▸ Written instruction:
In the rows, swap "single point" for "single mark" and write them out again with everything else left unchanged.

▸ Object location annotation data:
·····

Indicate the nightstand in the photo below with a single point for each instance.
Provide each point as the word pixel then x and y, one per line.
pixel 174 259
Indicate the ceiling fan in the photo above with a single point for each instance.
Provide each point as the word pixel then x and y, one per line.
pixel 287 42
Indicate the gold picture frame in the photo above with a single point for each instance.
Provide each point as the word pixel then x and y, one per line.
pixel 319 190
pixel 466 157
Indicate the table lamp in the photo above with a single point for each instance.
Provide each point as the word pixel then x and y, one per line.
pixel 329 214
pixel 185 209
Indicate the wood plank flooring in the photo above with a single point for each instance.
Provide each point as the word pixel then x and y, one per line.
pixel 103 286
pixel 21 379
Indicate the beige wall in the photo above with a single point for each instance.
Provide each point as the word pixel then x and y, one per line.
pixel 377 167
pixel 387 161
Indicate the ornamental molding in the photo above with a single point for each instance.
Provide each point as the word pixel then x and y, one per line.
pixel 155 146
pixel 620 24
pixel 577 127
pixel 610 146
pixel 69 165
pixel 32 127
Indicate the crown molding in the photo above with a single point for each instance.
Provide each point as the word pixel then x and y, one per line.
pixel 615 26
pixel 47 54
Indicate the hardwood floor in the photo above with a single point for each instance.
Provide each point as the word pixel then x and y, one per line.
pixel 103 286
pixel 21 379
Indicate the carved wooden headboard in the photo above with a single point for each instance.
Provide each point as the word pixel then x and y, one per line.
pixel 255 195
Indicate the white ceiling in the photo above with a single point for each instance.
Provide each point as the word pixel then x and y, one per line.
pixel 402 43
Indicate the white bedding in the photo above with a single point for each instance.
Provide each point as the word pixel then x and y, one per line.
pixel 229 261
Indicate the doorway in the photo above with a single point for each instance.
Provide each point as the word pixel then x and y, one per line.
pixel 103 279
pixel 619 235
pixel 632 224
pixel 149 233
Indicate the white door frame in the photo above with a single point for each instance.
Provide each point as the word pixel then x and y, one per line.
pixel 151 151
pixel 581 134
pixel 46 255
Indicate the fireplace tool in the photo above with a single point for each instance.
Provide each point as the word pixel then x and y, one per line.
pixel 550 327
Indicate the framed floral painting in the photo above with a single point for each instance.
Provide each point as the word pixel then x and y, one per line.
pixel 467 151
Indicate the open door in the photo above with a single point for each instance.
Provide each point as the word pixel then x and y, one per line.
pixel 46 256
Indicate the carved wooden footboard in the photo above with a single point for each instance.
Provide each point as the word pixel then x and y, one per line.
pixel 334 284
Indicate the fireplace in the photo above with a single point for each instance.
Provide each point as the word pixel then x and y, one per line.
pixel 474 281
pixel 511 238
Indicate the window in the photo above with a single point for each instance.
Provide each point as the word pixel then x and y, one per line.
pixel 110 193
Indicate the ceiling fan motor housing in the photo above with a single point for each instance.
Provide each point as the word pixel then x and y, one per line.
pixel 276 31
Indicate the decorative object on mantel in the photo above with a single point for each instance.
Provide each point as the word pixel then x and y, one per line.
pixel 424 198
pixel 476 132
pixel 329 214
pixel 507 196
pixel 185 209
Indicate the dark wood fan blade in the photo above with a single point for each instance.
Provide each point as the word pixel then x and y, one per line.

·····

▸ Result of the exercise:
Indicate the nightstand in the photo below with a single mark for each instance.
Provide each point as the word pixel then x and y, one per line.
pixel 174 259
Indicate the ceiling fan in the photo above with a single mark for each instance.
Provide each point as the word pixel then x and y, one per line.
pixel 287 42
Indicate the gold picture frame in the photo above with a single mark for each instance.
Provide each point as the word pixel then x and y, one per line.
pixel 319 190
pixel 466 157
Indicate the table lamp in the photo above with a single mark for each instance.
Provide each point as the word pixel then x and y, one per line.
pixel 329 214
pixel 185 209
Indicate the wood plank flooring in the photo above with a single mark for each instance.
Provide each point as the word pixel then x and y, one per line.
pixel 103 286
pixel 21 379
Indicate the beige wall in the photo above with a single mark for each instance.
Provide each point as the word pixel then x and y, one per line.
pixel 377 167
pixel 387 161
Indicate the ornamental molding in the photo above with a single mark for each instance.
Provide each point as the word pixel then x and y, one per line.
pixel 155 146
pixel 620 24
pixel 577 127
pixel 610 146
pixel 69 165
pixel 32 127
Indicate the crown molding in the photo above with a single mark for each instance.
Provide each point as the word pixel then x and y, one per line.
pixel 615 26
pixel 47 54
Indicate the hardwood floor in the photo above with a single mark for each instance.
Provide each point as the word pixel then x and y, one per line.
pixel 103 286
pixel 21 379
Indicate the carved wooden headboard in the photo above with a single mark for each instance.
Provide each point as the word pixel then x and y, one per line.
pixel 255 195
Indicate the white ceiling in the photo above with a single mark for each instance.
Provide each point as the word pixel then x and y, one per line.
pixel 402 43
Indicate the white bedding in the photo above with a single mark for each instance.
Provide each point as the word pixel then x and y, one per line.
pixel 229 261
Indicate the doorway in the photo above with a single mark for each instance.
Provide each point as the word pixel then x and y, one per line.
pixel 103 279
pixel 619 235
pixel 632 224
pixel 149 233
Indicate the white door frame in the photo above with a single mark for each instance.
Provide each point as the word pixel then x and y, one per line.
pixel 151 151
pixel 581 134
pixel 46 255
Indicate the fireplace tool in the photo above with a single mark for each instance.
Provide each point as the word pixel then x and y, one per line.
pixel 550 327
Indicate the framed floral painting in the photo above with a single mark for each instance.
Provide each point as the word pixel then x and y, one per line.
pixel 467 151
Indicate the open door in the photo above with a single mark for each instance.
Provide each point as the word pixel then x and y, one per line.
pixel 46 256
Indicate the carved wooden footboard in the photo above with a single mark for each instance.
Provide each point as the word pixel then x and y, one per line.
pixel 334 284
Indicate the fireplace in the photo above with a single mark for each instance.
Provide each point as the word pixel then x and y, one per line.
pixel 474 281
pixel 511 238
Indicate the window in the photo above with a single mark for each instance.
Provide each point as the word pixel then x and y, one per line.
pixel 110 193
Indicate the ceiling fan motor housing in the photo above with a single mark for each instance.
Provide each point as the word pixel then x and y, one per line.
pixel 276 31
Indicate the decorative object on mantel in the photo above with a single mark for each instance.
Provide each point as the word pixel then x and y, one per line.
pixel 424 198
pixel 476 132
pixel 329 214
pixel 507 196
pixel 185 209
Indicate the dark wood fan blade in the photo above with a single mark for each instance.
Provide each point as the word pixel then x and y, one per line.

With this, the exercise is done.